## Task objective
Find every line in the records below that contains the word "front" and copy each of those lines. Letter case counts.

## Data for the task
-- Begin --

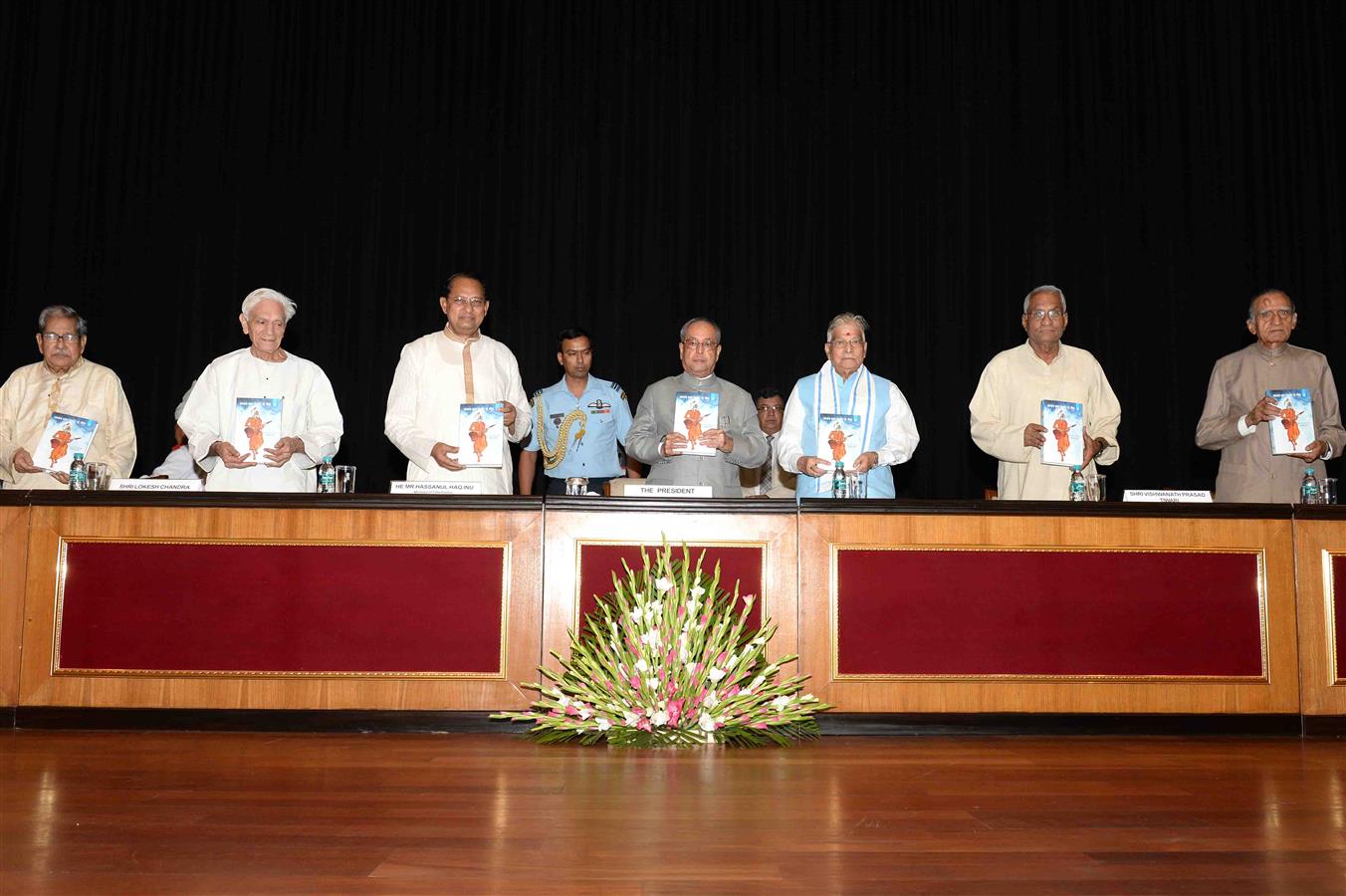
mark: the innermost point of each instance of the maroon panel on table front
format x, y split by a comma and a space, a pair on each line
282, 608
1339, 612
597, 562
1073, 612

-- End --
-- Begin --

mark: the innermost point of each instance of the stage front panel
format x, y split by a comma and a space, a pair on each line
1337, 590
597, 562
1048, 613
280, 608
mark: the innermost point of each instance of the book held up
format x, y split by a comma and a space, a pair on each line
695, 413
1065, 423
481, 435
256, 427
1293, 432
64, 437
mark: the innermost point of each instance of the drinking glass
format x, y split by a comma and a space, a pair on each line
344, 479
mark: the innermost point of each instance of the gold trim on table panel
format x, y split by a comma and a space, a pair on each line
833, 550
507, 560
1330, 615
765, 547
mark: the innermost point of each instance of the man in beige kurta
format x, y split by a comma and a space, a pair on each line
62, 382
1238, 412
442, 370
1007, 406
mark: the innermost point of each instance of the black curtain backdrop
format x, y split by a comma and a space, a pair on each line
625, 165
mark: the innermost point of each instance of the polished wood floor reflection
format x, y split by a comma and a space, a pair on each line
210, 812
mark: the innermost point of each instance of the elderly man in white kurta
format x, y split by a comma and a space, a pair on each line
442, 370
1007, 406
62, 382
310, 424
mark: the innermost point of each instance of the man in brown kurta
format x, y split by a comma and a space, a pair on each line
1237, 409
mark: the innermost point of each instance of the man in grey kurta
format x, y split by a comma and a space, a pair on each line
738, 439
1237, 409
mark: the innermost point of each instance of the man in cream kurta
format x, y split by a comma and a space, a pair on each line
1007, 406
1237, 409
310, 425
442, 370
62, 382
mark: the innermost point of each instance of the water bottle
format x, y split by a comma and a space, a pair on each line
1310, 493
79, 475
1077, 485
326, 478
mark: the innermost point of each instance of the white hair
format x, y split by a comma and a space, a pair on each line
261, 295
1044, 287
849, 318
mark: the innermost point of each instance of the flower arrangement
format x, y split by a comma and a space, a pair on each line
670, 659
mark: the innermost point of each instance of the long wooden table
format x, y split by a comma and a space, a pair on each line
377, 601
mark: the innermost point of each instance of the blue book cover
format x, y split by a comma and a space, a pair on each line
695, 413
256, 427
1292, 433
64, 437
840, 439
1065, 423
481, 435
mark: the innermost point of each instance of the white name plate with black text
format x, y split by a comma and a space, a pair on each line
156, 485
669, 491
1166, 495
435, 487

-- End --
-- Begin --

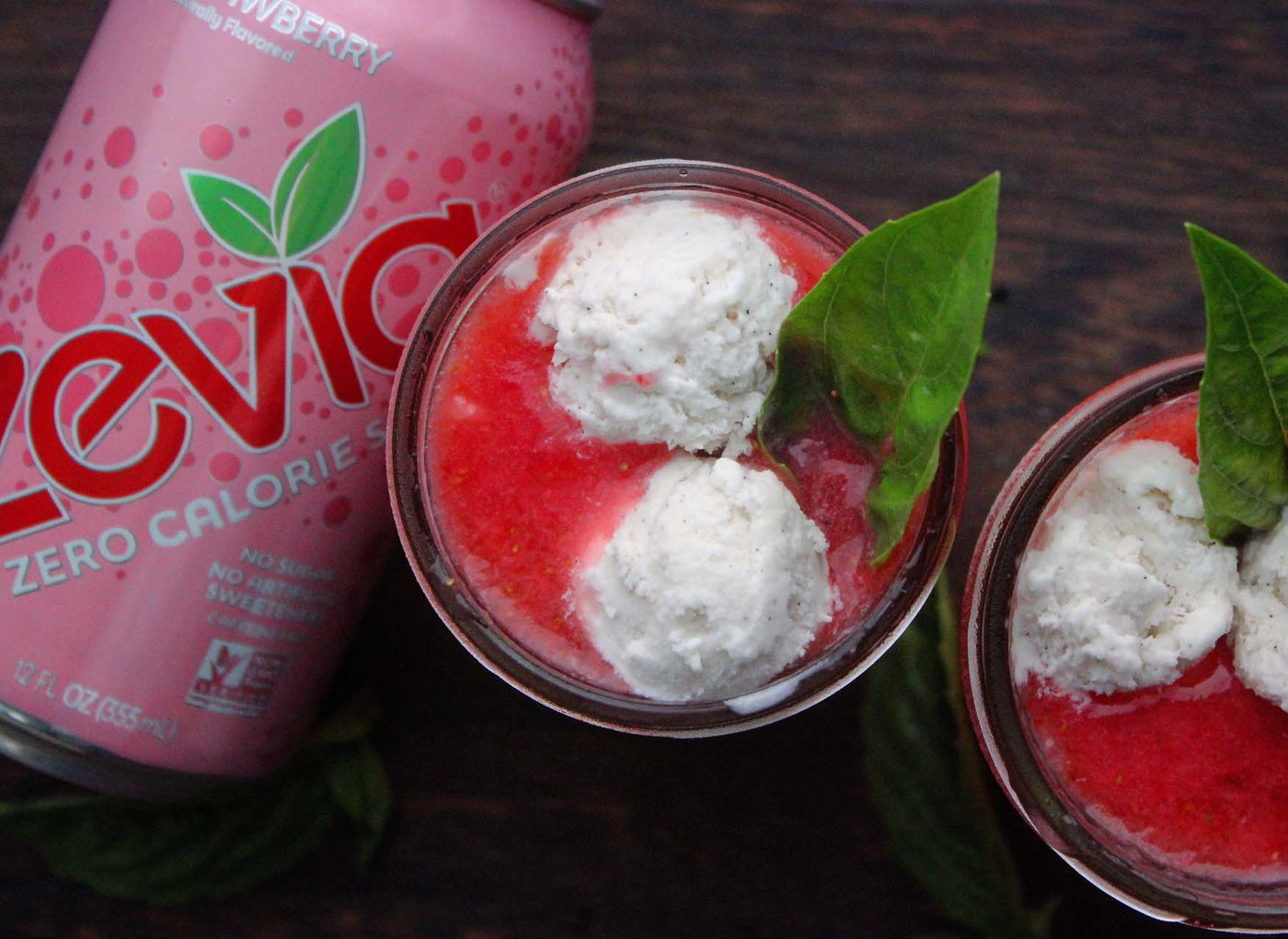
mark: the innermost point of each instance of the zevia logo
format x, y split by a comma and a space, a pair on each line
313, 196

-- End --

## Output of the task
mark: the innermost point of each instance of the maroon panel on table front
mark: the innermost point of each instance of the stage front panel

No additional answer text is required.